Prompt ::
Examine the records and identify each line that includes the string "nostril". Copy those lines.

BEGIN Task input

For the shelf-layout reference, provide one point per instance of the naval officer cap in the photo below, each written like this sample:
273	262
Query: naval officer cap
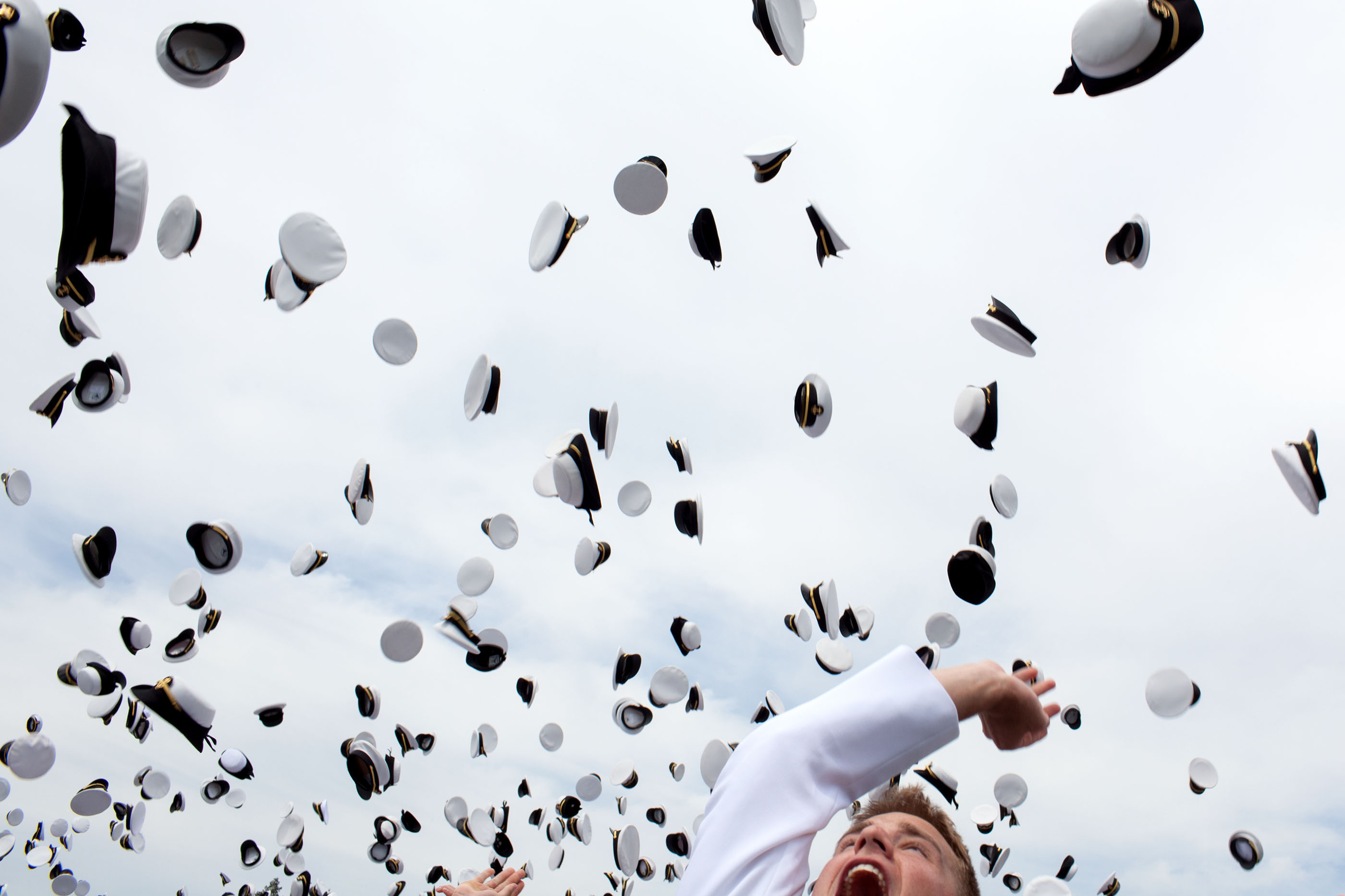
394	341
95	555
26	45
1171	692
1130	242
1003	327
642	187
767	157
552	234
1297	460
197	54
1120	44
689	517
977	415
603	428
813	405
105	189
971	571
179	229
705	239
781	24
829	244
360	493
483	389
217	545
18	487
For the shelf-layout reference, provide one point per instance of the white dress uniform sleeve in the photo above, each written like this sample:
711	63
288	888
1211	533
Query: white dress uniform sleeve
793	775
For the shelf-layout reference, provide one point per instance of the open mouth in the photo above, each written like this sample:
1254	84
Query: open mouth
864	880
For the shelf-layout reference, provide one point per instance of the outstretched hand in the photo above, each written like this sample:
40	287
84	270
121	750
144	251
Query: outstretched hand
1011	708
508	883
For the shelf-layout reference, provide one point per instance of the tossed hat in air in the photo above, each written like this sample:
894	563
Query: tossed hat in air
26	45
179	229
1297	460
1120	44
197	54
781	24
1003	327
552	234
1130	244
829	244
977	415
642	187
217	545
767	157
705	239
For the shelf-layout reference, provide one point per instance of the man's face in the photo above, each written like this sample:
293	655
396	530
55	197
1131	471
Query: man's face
893	855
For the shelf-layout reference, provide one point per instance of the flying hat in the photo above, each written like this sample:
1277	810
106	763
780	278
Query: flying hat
686	635
187	590
26	45
834	657
1004	497
555	228
943	630
18	487
394	341
403	641
572	472
1171	692
1297	462
1120	44
306	560
669	685
941	781
971	571
1201	775
705	239
181	708
367	702
799	623
311	249
95	553
781	24
1003	327
1073	717
589	555
362	487
502	531
217	545
179	229
603	428
198	54
631	716
993	860
689	517
135	634
552	736
1246	849
634	498
29	757
977	415
813	405
681	455
626	668
642	187
105	189
483	389
1130	242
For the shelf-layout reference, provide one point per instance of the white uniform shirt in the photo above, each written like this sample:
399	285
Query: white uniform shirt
794	774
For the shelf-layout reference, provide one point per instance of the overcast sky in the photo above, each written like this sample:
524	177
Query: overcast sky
1154	528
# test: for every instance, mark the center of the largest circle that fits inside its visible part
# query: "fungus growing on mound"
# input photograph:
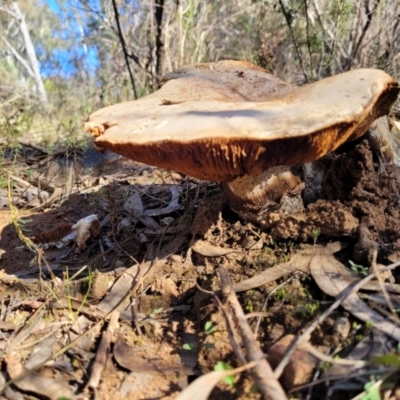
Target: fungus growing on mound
(235, 123)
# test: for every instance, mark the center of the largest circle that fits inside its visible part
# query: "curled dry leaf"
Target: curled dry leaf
(63, 234)
(328, 274)
(301, 262)
(201, 388)
(208, 250)
(300, 367)
(128, 358)
(35, 382)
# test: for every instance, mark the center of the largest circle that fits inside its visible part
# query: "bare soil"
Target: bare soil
(174, 331)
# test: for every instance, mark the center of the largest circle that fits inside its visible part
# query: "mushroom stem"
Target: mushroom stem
(276, 189)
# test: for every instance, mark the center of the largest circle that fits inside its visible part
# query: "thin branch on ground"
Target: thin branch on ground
(102, 351)
(351, 289)
(262, 373)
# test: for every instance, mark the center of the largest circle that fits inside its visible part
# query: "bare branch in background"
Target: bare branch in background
(126, 55)
(296, 46)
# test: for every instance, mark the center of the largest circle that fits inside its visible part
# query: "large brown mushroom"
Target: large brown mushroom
(235, 123)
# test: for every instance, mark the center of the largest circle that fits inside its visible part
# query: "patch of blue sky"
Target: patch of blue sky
(69, 60)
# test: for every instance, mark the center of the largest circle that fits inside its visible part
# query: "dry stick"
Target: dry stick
(352, 288)
(233, 337)
(101, 356)
(262, 373)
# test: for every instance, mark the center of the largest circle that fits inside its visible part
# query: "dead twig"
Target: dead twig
(102, 351)
(352, 288)
(262, 373)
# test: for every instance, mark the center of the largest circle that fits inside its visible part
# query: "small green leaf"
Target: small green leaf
(189, 346)
(388, 359)
(221, 366)
(209, 328)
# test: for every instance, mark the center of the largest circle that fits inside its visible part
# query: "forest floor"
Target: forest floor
(135, 305)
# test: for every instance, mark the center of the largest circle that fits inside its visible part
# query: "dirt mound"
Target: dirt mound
(356, 188)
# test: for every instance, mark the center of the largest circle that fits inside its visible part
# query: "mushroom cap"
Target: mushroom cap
(220, 121)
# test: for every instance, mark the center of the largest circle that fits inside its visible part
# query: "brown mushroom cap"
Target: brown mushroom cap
(220, 121)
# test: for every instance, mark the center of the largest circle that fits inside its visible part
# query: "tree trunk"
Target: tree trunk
(30, 51)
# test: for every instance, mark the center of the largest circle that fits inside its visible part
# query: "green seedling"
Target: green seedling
(221, 366)
(189, 346)
(156, 312)
(372, 391)
(360, 269)
(209, 328)
(315, 234)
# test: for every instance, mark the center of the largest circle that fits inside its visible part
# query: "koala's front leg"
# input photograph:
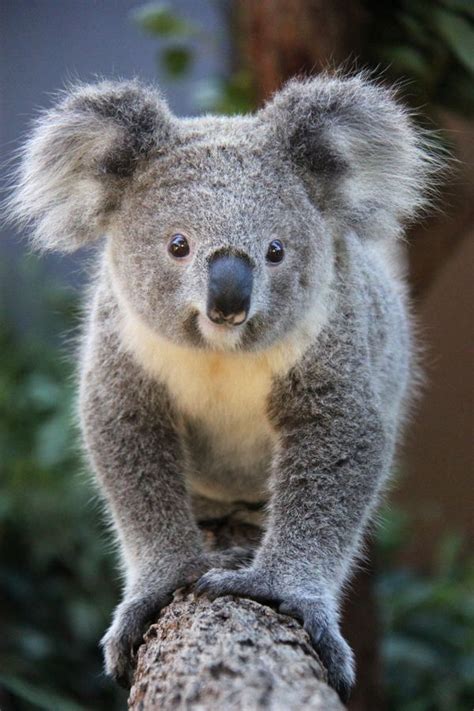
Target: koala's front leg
(138, 457)
(333, 455)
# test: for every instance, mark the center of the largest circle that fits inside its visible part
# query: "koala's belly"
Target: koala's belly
(222, 401)
(229, 437)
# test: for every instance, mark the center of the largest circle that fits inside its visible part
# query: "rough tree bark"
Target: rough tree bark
(231, 654)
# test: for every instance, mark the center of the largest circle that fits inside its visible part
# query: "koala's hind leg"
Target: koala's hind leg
(137, 454)
(334, 453)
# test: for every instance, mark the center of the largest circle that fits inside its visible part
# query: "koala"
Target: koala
(247, 340)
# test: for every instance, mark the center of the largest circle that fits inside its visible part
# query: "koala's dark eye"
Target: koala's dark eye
(275, 252)
(178, 246)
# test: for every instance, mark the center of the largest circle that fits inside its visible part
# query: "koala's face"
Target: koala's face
(218, 245)
(221, 230)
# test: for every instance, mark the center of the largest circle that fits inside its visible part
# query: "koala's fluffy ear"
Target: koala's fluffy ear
(367, 166)
(79, 158)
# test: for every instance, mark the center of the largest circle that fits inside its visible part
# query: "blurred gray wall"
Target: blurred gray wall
(45, 43)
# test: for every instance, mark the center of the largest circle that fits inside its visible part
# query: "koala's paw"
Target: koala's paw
(320, 623)
(133, 616)
(233, 557)
(120, 643)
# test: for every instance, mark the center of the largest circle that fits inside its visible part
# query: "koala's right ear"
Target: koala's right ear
(79, 158)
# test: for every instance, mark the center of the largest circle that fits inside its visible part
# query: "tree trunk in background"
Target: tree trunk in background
(231, 654)
(278, 39)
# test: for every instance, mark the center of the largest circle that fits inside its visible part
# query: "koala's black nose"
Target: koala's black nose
(230, 289)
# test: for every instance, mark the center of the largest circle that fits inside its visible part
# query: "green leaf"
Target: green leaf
(176, 60)
(39, 698)
(465, 6)
(458, 33)
(158, 19)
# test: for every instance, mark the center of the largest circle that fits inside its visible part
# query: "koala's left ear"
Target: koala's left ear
(79, 158)
(367, 166)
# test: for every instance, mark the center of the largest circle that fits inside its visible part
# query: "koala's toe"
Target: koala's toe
(332, 649)
(234, 557)
(121, 642)
(337, 658)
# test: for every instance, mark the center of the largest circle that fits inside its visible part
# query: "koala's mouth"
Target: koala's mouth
(202, 333)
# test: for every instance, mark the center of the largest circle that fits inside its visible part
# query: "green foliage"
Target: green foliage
(430, 42)
(57, 581)
(428, 642)
(159, 20)
(180, 42)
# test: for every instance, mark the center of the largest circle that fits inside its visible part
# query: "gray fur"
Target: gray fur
(180, 421)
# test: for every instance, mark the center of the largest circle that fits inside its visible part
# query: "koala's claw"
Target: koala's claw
(121, 642)
(332, 649)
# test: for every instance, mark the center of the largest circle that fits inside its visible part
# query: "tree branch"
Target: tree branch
(230, 654)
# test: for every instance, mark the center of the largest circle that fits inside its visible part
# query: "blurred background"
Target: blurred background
(410, 612)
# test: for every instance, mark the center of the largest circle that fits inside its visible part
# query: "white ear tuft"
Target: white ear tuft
(366, 163)
(79, 157)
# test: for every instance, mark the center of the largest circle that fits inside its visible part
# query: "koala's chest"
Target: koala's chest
(223, 402)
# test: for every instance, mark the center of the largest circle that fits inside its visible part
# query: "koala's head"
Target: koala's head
(221, 232)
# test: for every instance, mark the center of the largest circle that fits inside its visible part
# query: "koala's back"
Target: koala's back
(222, 400)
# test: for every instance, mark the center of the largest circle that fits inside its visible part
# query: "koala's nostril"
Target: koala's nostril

END Task input

Answer below ::
# query: "koala's nostril"
Target: koala's nostril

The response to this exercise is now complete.